[Entries from a point annotation set]
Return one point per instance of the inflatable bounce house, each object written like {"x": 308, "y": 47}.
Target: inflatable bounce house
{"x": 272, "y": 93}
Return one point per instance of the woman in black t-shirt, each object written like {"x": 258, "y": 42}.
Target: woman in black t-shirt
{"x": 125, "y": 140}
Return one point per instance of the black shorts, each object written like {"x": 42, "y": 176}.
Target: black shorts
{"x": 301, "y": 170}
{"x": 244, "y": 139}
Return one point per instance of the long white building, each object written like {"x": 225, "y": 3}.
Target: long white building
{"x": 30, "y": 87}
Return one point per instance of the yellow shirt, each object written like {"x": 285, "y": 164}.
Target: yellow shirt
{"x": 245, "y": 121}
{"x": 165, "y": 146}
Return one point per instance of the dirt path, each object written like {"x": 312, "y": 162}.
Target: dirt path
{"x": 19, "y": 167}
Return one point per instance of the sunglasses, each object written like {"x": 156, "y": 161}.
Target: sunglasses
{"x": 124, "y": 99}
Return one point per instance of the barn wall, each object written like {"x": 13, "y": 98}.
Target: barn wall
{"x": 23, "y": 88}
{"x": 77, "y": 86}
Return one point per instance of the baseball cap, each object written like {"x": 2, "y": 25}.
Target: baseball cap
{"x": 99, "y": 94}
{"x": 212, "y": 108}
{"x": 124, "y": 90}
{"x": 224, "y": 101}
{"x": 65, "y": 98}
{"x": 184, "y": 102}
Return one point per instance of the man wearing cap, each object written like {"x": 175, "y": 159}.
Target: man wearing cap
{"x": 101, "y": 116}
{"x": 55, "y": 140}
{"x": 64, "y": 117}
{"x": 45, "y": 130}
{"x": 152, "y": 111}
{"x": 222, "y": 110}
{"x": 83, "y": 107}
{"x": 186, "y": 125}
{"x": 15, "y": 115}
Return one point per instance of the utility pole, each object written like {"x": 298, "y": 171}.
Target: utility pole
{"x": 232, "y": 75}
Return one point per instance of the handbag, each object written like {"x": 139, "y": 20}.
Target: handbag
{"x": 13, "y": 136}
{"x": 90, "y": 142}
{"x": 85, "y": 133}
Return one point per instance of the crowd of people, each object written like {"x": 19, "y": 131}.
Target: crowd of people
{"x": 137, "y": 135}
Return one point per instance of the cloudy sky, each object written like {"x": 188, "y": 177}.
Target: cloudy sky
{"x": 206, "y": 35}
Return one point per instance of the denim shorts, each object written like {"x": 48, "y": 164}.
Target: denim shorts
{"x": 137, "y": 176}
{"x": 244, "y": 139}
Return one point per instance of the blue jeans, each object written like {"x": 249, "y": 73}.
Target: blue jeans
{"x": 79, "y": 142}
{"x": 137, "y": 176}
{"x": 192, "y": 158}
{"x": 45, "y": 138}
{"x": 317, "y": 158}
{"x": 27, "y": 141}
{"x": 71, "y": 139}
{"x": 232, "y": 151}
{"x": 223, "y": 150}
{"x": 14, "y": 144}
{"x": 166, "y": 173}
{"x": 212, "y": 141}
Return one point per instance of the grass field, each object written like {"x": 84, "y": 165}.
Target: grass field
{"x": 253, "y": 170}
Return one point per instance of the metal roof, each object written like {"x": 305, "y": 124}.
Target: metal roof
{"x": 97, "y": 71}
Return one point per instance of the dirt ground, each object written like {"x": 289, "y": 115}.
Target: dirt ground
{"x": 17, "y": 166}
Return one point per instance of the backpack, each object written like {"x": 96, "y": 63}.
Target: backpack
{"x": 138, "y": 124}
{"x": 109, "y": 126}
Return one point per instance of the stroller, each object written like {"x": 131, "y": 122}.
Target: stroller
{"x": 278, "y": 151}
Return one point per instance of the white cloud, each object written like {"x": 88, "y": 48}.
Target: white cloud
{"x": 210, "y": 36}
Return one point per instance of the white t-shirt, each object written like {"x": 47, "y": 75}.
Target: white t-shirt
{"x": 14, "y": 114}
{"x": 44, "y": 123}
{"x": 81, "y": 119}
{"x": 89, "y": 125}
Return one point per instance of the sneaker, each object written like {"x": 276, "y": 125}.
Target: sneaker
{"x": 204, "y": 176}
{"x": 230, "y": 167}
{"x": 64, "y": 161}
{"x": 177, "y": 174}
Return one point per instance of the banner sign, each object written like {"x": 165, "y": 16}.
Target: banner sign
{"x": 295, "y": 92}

### Task brief
Rewrite every one of these entries, changing "per instance" to "for each instance" wherever it appears and leaving everything else unchanged.

### Correct answer
Return one point for each instance of the inflatable bounce house, each object written like {"x": 308, "y": 47}.
Target: inflatable bounce house
{"x": 272, "y": 93}
Return one point for each instance of the woman in black t-shirt, each object written like {"x": 258, "y": 42}.
Target: woman in black t-shirt
{"x": 125, "y": 140}
Return one point for each instance of the black shorts, each object written like {"x": 42, "y": 176}.
Target: black shorts
{"x": 301, "y": 170}
{"x": 244, "y": 139}
Return one point for each instance of the long white building, each object written like {"x": 225, "y": 3}.
Target: long white building
{"x": 30, "y": 87}
Return one point for each instance of the yellow shirt, each object written like {"x": 285, "y": 164}.
Target: yellow shirt
{"x": 245, "y": 121}
{"x": 165, "y": 146}
Return one point for each instance of the dirt path, each object written like {"x": 312, "y": 162}.
Target: dirt path
{"x": 19, "y": 167}
Return one point for each instance of the sunglasses, each object written like {"x": 156, "y": 161}.
Target: sunglasses
{"x": 124, "y": 99}
Return one point for each instance of the barn wall, each object written like {"x": 13, "y": 98}.
Target: barn wall
{"x": 23, "y": 88}
{"x": 77, "y": 86}
Return one point for each instance of the baseball cap, each object written like {"x": 2, "y": 25}.
Target: baseball cap
{"x": 99, "y": 94}
{"x": 212, "y": 108}
{"x": 124, "y": 90}
{"x": 224, "y": 101}
{"x": 65, "y": 98}
{"x": 184, "y": 102}
Return one point for each instance of the man wearing cap, each object written like {"x": 175, "y": 159}.
Target: man wearing cap
{"x": 101, "y": 116}
{"x": 55, "y": 140}
{"x": 64, "y": 117}
{"x": 45, "y": 130}
{"x": 152, "y": 111}
{"x": 222, "y": 110}
{"x": 83, "y": 107}
{"x": 186, "y": 125}
{"x": 15, "y": 115}
Return one point for each instance of the utility pole, each object written like {"x": 298, "y": 171}.
Target: utility pole
{"x": 232, "y": 75}
Return one point for each instance of the handbag, each object written like {"x": 139, "y": 20}.
Target: handbag
{"x": 13, "y": 136}
{"x": 90, "y": 142}
{"x": 85, "y": 133}
Return one point for each instance of the crowd of people, each object written like {"x": 19, "y": 131}.
Target: crowd of people
{"x": 137, "y": 135}
Return one point for each instance of the cloudy sky, each object written like {"x": 188, "y": 177}.
Target: cloudy sky
{"x": 206, "y": 35}
Return one point for each instance of the denim shorts, each object written like {"x": 48, "y": 164}.
Target: denim shorts
{"x": 137, "y": 176}
{"x": 244, "y": 139}
Return one point for each instance of the blue jeans, each object written like {"x": 249, "y": 73}.
Target: blue jeans
{"x": 79, "y": 142}
{"x": 137, "y": 176}
{"x": 192, "y": 158}
{"x": 45, "y": 138}
{"x": 317, "y": 158}
{"x": 27, "y": 141}
{"x": 71, "y": 139}
{"x": 232, "y": 151}
{"x": 223, "y": 150}
{"x": 14, "y": 144}
{"x": 166, "y": 173}
{"x": 212, "y": 141}
Return one point for each instance of the grass field, each object written like {"x": 84, "y": 165}.
Target: grass field
{"x": 253, "y": 170}
Return one point for each instance of the metal roof, each object written like {"x": 305, "y": 124}.
Target: metal roof
{"x": 97, "y": 71}
Return one point for each instance of the dirt ground, each object written like {"x": 289, "y": 115}.
Target: dirt ground
{"x": 17, "y": 166}
Return one point for each instance of the backpack, each object written like {"x": 96, "y": 63}.
Target: backpack
{"x": 138, "y": 124}
{"x": 109, "y": 126}
Return one point for each instance of the stroller, each object written like {"x": 131, "y": 122}.
Target: stroller
{"x": 278, "y": 151}
Return one point for each instance of the white cloud, each object written like {"x": 88, "y": 48}.
Target: white cloud
{"x": 210, "y": 36}
Return one point for each instance of the white t-shirt, each object written like {"x": 47, "y": 75}.
Target: white t-shirt
{"x": 14, "y": 114}
{"x": 44, "y": 123}
{"x": 81, "y": 119}
{"x": 89, "y": 125}
Return one point for each instance of the sneaker, each object written like {"x": 276, "y": 125}.
Target: sneaker
{"x": 204, "y": 176}
{"x": 230, "y": 167}
{"x": 64, "y": 161}
{"x": 177, "y": 174}
Return one point for each instance of the banner sign, each object written like {"x": 165, "y": 16}.
Target: banner sign
{"x": 295, "y": 92}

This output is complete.